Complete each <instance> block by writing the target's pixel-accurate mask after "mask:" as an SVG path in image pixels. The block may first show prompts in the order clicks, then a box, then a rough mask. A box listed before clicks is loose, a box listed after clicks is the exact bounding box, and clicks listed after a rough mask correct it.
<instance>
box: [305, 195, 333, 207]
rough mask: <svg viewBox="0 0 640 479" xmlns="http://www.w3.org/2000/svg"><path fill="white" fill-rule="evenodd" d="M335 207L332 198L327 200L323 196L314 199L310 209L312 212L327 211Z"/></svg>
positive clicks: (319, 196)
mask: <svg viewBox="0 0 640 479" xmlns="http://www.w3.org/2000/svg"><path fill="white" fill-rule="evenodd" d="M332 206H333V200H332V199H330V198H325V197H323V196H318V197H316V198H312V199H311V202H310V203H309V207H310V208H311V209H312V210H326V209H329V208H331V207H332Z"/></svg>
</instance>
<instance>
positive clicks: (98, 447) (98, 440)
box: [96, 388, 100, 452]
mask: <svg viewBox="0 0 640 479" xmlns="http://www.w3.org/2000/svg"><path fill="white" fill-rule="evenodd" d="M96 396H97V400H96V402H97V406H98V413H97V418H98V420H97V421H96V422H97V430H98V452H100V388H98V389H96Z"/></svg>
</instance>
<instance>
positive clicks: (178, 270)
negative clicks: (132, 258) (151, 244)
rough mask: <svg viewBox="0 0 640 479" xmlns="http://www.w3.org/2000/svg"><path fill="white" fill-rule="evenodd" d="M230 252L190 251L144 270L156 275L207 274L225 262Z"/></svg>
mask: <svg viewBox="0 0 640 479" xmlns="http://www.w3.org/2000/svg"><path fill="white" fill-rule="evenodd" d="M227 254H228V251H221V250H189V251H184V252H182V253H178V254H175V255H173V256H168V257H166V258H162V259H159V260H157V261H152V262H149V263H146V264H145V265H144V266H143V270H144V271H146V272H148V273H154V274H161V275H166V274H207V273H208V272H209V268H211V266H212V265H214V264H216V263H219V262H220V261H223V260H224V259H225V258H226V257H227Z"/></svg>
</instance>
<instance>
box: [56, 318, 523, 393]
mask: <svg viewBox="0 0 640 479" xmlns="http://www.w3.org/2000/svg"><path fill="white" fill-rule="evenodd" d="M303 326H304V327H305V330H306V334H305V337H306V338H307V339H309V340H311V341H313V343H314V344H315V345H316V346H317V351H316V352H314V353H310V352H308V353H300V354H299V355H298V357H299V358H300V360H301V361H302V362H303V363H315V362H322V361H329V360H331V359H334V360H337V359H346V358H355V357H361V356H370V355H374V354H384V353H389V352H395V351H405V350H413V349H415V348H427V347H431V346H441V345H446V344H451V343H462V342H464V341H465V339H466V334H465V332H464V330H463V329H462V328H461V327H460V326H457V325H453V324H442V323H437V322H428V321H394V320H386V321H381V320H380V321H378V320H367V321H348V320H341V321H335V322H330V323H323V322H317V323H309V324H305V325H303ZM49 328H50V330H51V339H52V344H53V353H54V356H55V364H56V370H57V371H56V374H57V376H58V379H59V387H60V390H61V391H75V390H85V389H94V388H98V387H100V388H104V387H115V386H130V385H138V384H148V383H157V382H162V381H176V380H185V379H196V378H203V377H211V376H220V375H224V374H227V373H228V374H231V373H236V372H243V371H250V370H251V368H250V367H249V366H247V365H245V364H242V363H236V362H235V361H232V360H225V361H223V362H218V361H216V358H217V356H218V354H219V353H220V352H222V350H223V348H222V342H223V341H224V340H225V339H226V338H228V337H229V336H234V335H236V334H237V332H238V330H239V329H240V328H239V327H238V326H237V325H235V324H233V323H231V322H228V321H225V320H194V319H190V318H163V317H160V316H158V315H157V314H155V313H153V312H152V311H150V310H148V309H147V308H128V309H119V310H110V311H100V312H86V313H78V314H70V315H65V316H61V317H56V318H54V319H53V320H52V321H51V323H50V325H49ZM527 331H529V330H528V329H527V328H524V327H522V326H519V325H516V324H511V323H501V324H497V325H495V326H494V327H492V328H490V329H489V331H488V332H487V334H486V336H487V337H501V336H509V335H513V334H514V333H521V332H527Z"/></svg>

# What the task requires:
Rewrite all the records above with every "positive clicks" changed to "foreground clicks" and everything else left as it is.

# Result:
Complete each <instance> block by writing the target's pixel-accurate mask after "mask:" as an SVG path in image pixels. The block may first show prompts in the order clicks, then a box, then a rough mask. A box listed before clicks is loose, a box listed after clicks is the exact bounding box, and clicks listed after a rough mask correct it.
<instance>
box: [305, 195, 333, 207]
rough mask: <svg viewBox="0 0 640 479" xmlns="http://www.w3.org/2000/svg"><path fill="white" fill-rule="evenodd" d="M335 207L332 198L327 200L323 196L314 199L310 209L312 212L327 211Z"/></svg>
foreground clicks: (319, 196)
mask: <svg viewBox="0 0 640 479" xmlns="http://www.w3.org/2000/svg"><path fill="white" fill-rule="evenodd" d="M332 206H333V200H332V199H330V198H325V197H323V196H318V197H316V198H312V199H311V202H310V203H309V207H310V208H311V209H312V210H326V209H329V208H331V207H332Z"/></svg>
</instance>
<instance>
foreground clicks: (98, 447) (98, 440)
box: [96, 388, 100, 452]
mask: <svg viewBox="0 0 640 479" xmlns="http://www.w3.org/2000/svg"><path fill="white" fill-rule="evenodd" d="M96 396H97V400H96V402H97V406H98V413H97V418H98V420H97V421H96V422H97V430H98V452H100V388H98V389H96Z"/></svg>
</instance>
<instance>
foreground clicks: (178, 270)
negative clicks: (132, 258) (151, 244)
rough mask: <svg viewBox="0 0 640 479" xmlns="http://www.w3.org/2000/svg"><path fill="white" fill-rule="evenodd" d="M230 252L190 251L144 270L156 275L207 274L225 262Z"/></svg>
mask: <svg viewBox="0 0 640 479" xmlns="http://www.w3.org/2000/svg"><path fill="white" fill-rule="evenodd" d="M227 254H228V251H221V250H189V251H184V252H182V253H178V254H175V255H173V256H168V257H166V258H162V259H159V260H157V261H152V262H149V263H146V264H145V265H144V266H143V270H144V271H146V272H148V273H154V274H161V275H166V274H207V273H208V272H209V268H211V266H212V265H214V264H216V263H219V262H220V261H223V260H224V259H225V258H226V257H227Z"/></svg>
</instance>
<instance>
box: [56, 318, 523, 393]
mask: <svg viewBox="0 0 640 479" xmlns="http://www.w3.org/2000/svg"><path fill="white" fill-rule="evenodd" d="M303 326H304V327H305V330H306V334H305V337H306V338H307V339H309V340H311V341H313V343H314V344H315V345H316V346H317V351H316V352H314V353H310V352H308V353H300V354H299V355H298V357H299V358H300V360H301V361H302V362H303V363H315V362H322V361H329V360H331V359H334V360H337V359H346V358H355V357H361V356H370V355H374V354H384V353H389V352H395V351H405V350H413V349H415V348H427V347H431V346H441V345H446V344H451V343H462V342H464V341H465V339H466V334H465V332H464V330H463V329H462V328H461V327H460V326H457V325H453V324H442V323H437V322H428V321H394V320H386V321H381V320H380V321H378V320H367V321H348V320H341V321H335V322H330V323H323V322H317V323H309V324H305V325H303ZM49 328H50V330H51V339H52V344H53V353H54V356H55V364H56V370H57V371H56V374H57V376H58V379H59V387H60V390H61V391H75V390H85V389H94V388H98V387H100V388H104V387H115V386H130V385H138V384H148V383H157V382H162V381H176V380H185V379H196V378H203V377H211V376H220V375H224V374H227V373H228V374H231V373H236V372H243V371H250V370H251V368H250V367H249V366H247V365H245V364H242V363H236V362H235V361H232V360H225V361H223V362H218V361H216V358H217V356H218V354H219V353H220V352H222V350H223V348H222V342H223V341H224V340H225V339H226V338H228V337H229V336H234V335H236V334H237V332H238V330H239V329H240V328H239V327H238V326H237V325H235V324H233V323H231V322H228V321H225V320H194V319H190V318H163V317H160V316H158V315H157V314H155V313H153V312H152V311H150V310H148V309H147V308H128V309H119V310H110V311H100V312H86V313H78V314H70V315H65V316H61V317H56V318H54V319H53V320H52V321H51V323H50V325H49ZM527 331H529V330H528V329H527V328H524V327H522V326H519V325H516V324H511V323H501V324H497V325H495V326H494V327H492V328H490V329H489V331H488V332H487V334H486V336H487V337H501V336H509V335H513V334H514V333H521V332H527Z"/></svg>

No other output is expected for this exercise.